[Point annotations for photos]
+ + + + +

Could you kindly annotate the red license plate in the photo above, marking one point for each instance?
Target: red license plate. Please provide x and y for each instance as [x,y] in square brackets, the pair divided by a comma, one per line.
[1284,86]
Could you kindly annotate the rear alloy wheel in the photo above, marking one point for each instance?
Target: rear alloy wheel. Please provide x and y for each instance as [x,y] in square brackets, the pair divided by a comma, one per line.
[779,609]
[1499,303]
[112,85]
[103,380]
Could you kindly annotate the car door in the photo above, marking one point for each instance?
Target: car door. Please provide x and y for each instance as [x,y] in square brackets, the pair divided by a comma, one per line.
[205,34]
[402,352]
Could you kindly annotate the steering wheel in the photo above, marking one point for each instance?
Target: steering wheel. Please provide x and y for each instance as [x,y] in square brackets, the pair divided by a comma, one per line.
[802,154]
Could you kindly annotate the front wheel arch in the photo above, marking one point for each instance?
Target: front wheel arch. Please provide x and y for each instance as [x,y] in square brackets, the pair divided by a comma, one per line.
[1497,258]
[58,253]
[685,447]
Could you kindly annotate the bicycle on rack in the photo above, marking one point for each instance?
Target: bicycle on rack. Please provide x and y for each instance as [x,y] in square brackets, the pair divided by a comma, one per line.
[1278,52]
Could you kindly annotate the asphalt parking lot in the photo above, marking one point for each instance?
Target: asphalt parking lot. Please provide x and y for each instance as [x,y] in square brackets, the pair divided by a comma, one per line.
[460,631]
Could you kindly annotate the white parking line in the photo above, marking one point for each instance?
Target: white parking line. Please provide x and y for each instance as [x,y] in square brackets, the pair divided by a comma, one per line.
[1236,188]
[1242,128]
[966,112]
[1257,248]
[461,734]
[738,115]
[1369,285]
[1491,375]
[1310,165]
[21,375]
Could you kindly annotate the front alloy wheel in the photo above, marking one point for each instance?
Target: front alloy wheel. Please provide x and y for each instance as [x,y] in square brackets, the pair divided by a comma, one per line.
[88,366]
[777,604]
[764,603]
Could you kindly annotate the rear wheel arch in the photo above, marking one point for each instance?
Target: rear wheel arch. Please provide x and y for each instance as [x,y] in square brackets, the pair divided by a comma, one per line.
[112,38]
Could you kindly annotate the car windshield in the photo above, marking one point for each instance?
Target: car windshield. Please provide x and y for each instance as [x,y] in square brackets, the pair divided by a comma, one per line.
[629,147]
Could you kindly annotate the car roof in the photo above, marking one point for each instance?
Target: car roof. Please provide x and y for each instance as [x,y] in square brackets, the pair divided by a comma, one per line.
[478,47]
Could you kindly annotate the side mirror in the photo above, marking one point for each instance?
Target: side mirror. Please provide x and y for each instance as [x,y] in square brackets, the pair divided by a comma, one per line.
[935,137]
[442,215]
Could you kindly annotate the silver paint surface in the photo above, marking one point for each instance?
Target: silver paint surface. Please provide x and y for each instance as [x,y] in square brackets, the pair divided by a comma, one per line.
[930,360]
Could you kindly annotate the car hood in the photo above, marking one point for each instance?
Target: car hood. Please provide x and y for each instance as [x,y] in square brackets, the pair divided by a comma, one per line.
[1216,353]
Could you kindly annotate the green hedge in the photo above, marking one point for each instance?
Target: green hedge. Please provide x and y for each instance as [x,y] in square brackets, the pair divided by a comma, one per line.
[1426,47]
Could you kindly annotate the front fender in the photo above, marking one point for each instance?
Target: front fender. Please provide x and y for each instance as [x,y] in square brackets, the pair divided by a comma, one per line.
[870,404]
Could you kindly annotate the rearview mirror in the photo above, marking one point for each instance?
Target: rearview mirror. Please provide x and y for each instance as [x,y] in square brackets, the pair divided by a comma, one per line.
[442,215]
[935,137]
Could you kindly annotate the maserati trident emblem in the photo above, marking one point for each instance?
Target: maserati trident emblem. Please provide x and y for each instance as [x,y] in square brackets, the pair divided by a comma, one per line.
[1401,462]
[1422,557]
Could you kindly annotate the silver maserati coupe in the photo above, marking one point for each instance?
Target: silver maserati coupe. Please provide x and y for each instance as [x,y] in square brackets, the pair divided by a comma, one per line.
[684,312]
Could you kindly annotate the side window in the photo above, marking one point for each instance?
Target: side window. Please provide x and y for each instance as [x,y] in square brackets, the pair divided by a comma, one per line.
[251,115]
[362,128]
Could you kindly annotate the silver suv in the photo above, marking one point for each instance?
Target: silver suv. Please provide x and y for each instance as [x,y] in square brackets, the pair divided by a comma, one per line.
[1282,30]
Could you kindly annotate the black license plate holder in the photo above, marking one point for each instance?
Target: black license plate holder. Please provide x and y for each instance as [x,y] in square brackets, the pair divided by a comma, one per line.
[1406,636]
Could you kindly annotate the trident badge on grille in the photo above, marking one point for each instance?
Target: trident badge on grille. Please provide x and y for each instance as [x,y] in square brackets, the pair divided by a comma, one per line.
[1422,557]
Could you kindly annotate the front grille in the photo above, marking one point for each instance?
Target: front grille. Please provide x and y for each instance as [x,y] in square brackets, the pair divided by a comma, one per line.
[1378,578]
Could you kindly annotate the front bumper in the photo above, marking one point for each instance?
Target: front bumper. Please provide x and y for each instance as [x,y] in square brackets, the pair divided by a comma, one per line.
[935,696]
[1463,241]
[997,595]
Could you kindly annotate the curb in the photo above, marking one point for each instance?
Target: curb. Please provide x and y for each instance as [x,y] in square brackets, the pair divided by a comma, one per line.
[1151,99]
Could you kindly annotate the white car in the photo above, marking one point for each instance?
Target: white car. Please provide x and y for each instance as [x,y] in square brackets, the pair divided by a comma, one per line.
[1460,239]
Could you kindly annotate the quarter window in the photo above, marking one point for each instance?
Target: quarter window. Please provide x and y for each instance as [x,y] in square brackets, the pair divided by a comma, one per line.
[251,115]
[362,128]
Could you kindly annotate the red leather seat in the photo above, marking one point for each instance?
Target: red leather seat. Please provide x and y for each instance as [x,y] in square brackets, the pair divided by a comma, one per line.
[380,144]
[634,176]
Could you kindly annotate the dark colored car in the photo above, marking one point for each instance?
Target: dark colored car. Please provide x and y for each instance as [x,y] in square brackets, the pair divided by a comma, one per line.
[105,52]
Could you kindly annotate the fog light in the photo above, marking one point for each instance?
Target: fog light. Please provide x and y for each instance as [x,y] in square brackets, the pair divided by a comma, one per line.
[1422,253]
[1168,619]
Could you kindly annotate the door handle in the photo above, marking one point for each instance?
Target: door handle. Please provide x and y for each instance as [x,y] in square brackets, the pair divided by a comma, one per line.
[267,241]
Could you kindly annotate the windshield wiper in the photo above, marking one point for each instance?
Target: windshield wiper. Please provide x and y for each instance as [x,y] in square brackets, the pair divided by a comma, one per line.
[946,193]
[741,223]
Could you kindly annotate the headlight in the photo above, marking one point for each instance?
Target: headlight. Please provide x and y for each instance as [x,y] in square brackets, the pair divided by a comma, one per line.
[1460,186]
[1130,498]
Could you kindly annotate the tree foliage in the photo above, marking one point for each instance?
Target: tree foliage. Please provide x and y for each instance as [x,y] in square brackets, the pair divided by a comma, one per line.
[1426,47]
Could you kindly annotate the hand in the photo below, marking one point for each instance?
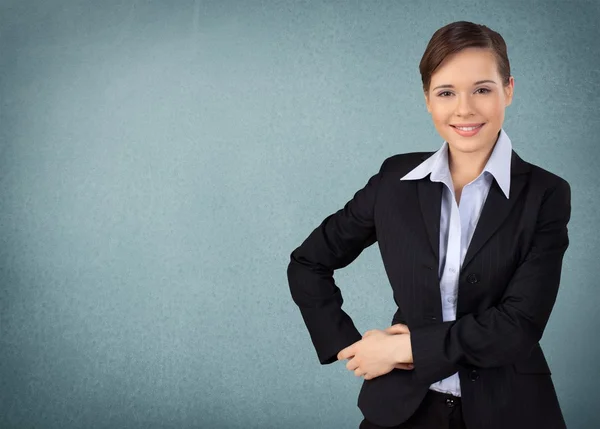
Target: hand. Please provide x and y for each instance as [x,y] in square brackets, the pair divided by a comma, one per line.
[375,354]
[405,355]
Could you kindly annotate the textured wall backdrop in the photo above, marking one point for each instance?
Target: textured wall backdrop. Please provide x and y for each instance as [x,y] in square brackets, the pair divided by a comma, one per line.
[160,160]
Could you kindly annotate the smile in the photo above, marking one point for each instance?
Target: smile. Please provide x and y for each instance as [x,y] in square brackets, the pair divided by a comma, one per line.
[468,131]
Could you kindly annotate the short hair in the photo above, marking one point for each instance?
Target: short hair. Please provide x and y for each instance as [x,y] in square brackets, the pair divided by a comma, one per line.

+ + + + +

Task brief ::
Rewrite everything from the line containing "Could you kindly annotate the short" down through the end of the items, changing "short hair" to "long hair" and keeping all else the same.

Output for this task ::
Could you kindly annotate the long hair in the photo above, marking one point for each instance?
Target: long hair. Please provide x and y for each instance as [x,y] in square brackets, the pair divided by a comma, one per line.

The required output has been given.